— Begin —
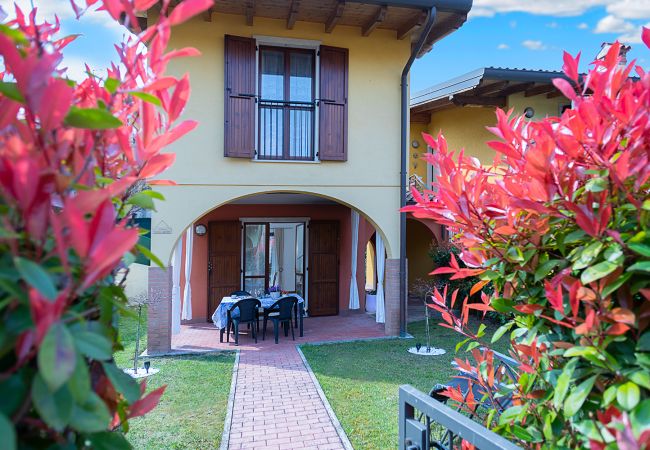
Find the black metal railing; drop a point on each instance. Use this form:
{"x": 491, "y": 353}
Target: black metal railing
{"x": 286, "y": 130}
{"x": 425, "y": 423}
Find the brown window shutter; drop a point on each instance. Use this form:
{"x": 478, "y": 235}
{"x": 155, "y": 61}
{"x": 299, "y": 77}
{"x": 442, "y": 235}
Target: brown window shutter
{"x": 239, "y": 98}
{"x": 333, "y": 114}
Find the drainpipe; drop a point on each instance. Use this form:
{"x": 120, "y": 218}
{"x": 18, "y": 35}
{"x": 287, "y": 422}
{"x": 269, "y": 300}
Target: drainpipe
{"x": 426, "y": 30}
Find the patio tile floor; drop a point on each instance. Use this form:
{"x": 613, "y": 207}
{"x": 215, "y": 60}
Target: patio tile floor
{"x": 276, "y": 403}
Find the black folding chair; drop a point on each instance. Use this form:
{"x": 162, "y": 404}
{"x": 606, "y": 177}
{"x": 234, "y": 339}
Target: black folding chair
— End —
-- What you need to do --
Quote all of the items above word for word, leaving out the pictures.

-- Task response --
Find the black metal railing; drop a point on each instance. Use this form:
{"x": 491, "y": 353}
Target: black metal railing
{"x": 286, "y": 130}
{"x": 425, "y": 423}
Find the brown window shutter; drop a point on each instance. Use this form:
{"x": 478, "y": 235}
{"x": 155, "y": 61}
{"x": 299, "y": 77}
{"x": 442, "y": 235}
Target: brown window shutter
{"x": 239, "y": 98}
{"x": 333, "y": 114}
Find the drainpipe; drop a point on each instance. Use this form:
{"x": 120, "y": 218}
{"x": 18, "y": 35}
{"x": 287, "y": 422}
{"x": 269, "y": 300}
Target: drainpipe
{"x": 426, "y": 30}
Find the patio tile floor; drop a point on each instance. Use this form:
{"x": 613, "y": 207}
{"x": 215, "y": 60}
Target: patio tile floor
{"x": 276, "y": 403}
Find the black folding chair; drop a point on each instance. Use this form:
{"x": 162, "y": 404}
{"x": 606, "y": 177}
{"x": 234, "y": 339}
Target: black folding chair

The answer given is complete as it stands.